-- Start Material for this task --

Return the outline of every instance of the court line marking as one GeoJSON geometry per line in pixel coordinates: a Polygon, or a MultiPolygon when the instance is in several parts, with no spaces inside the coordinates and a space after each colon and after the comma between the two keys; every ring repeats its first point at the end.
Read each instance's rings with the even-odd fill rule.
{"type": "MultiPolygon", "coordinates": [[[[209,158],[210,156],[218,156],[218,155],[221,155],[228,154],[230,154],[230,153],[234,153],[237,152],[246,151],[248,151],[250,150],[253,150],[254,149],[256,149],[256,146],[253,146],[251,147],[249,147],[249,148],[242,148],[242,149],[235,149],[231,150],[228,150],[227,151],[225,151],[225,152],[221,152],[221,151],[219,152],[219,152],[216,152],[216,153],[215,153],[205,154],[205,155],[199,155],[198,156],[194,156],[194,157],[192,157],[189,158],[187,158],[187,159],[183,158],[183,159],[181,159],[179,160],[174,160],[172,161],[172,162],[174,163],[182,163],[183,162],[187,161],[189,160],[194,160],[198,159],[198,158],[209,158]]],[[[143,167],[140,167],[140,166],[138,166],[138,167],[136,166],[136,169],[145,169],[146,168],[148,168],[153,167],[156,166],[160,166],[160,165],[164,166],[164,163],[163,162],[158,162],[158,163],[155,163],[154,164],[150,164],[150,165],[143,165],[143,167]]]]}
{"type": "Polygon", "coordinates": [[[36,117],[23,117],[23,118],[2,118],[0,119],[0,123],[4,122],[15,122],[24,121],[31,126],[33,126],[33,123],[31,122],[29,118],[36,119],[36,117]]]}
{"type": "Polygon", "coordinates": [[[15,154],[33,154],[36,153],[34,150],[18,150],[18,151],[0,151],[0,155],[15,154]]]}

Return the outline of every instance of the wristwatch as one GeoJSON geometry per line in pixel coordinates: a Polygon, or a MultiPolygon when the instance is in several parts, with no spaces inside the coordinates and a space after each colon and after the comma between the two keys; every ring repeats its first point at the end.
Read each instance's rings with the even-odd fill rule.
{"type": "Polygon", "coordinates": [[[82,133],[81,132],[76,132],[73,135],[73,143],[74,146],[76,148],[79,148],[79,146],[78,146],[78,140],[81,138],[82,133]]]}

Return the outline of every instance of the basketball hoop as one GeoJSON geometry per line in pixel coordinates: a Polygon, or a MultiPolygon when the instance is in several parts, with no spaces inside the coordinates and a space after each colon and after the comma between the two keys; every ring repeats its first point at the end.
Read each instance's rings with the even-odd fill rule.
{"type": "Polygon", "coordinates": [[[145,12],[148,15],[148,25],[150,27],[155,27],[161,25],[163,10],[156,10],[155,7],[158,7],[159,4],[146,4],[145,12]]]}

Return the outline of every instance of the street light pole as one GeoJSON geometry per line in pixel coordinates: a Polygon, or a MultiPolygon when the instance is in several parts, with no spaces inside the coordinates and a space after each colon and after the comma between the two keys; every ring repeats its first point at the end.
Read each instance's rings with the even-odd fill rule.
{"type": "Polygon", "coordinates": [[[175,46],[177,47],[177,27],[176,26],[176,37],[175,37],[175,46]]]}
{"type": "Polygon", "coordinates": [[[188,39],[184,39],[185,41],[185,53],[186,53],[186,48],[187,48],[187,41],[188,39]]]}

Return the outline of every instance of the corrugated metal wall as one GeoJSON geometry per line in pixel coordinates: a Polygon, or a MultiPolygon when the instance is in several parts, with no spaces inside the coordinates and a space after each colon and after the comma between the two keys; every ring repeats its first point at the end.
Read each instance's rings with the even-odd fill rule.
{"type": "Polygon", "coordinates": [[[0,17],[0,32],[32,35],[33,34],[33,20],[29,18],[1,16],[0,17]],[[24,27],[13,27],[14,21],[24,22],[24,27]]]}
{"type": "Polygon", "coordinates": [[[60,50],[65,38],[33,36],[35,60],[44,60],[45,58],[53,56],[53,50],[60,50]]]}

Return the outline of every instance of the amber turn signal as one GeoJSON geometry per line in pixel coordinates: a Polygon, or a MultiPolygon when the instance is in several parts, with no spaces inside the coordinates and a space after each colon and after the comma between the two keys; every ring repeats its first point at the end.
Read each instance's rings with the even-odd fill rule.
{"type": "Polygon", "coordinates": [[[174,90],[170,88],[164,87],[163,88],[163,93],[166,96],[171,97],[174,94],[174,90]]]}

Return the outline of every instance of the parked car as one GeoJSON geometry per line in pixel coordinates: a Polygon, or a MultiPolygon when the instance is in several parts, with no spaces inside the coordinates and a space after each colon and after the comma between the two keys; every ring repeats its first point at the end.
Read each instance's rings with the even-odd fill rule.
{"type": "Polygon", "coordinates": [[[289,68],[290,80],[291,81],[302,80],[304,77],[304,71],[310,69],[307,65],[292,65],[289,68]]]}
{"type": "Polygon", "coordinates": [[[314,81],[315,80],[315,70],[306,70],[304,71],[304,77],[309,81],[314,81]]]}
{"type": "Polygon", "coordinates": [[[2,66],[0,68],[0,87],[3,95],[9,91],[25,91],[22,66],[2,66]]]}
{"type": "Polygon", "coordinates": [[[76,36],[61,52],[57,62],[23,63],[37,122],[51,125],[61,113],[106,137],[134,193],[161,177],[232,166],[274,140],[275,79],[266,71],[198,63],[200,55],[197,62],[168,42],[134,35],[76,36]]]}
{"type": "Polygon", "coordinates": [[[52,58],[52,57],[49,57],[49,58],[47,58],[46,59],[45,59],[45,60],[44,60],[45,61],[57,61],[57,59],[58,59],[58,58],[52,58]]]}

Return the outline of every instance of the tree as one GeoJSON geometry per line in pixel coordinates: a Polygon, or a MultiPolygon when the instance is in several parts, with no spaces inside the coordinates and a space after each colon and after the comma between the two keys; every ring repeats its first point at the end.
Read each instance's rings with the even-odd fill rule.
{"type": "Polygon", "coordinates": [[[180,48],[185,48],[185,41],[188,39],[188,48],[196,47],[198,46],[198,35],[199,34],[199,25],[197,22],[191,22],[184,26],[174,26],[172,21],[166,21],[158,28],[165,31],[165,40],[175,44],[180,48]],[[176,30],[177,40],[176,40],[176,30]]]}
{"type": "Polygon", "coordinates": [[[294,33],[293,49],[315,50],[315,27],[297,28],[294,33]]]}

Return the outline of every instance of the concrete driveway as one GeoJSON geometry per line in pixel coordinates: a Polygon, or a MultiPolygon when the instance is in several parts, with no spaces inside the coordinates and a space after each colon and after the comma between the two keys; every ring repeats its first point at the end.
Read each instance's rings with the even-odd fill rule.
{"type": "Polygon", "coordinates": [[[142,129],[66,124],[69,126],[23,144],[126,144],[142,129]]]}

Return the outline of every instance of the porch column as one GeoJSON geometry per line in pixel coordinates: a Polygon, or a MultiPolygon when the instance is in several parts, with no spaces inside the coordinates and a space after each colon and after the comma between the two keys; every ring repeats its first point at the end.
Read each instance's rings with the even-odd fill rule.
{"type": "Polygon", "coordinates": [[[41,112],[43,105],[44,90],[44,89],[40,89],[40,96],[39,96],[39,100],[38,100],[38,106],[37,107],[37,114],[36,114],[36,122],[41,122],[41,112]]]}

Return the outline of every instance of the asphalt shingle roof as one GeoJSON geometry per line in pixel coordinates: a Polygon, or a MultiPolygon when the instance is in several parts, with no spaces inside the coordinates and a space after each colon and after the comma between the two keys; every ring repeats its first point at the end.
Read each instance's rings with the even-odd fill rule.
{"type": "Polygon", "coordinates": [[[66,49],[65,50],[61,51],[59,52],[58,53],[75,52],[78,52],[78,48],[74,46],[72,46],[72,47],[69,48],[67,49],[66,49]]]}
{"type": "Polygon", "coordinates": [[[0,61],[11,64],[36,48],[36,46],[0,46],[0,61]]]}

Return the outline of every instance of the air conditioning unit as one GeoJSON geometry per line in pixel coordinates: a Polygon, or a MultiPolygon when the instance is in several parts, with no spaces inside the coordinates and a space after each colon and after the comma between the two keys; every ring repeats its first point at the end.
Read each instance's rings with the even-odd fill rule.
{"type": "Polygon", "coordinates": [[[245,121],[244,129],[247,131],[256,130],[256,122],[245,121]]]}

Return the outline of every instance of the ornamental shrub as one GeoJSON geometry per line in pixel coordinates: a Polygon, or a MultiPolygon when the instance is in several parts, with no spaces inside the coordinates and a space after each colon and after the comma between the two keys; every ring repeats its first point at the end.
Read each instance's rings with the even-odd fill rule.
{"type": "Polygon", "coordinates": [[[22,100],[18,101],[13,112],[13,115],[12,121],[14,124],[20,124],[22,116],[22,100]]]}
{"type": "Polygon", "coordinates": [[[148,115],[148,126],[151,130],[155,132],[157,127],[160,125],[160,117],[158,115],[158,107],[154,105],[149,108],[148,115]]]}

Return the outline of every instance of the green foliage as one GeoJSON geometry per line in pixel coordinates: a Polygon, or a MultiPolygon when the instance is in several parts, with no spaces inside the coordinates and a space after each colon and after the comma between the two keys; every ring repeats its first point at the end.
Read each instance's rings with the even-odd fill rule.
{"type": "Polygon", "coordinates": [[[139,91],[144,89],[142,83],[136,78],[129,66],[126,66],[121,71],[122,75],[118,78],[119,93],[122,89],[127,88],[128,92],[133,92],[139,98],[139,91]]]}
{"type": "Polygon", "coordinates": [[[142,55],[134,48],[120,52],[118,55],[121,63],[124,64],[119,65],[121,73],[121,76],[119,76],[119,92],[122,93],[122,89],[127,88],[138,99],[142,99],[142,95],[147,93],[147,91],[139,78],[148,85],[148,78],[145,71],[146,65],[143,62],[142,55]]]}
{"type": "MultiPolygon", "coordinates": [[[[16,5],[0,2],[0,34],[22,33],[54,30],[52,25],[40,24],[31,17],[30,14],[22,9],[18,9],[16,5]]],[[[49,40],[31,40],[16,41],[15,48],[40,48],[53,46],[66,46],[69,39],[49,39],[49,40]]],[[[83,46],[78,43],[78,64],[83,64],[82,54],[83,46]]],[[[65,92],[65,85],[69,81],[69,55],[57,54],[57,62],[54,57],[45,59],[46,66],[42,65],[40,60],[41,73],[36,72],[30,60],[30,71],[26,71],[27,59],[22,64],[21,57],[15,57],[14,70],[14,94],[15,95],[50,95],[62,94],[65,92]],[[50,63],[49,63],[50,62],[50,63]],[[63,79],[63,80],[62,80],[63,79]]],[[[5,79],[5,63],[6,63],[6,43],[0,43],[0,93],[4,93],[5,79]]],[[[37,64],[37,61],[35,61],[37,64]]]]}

-- End Material for this task --

Work to complete ▸ How many lines in the rows above contain the word "metal"? Give only the number.

Problem solution ▸ 1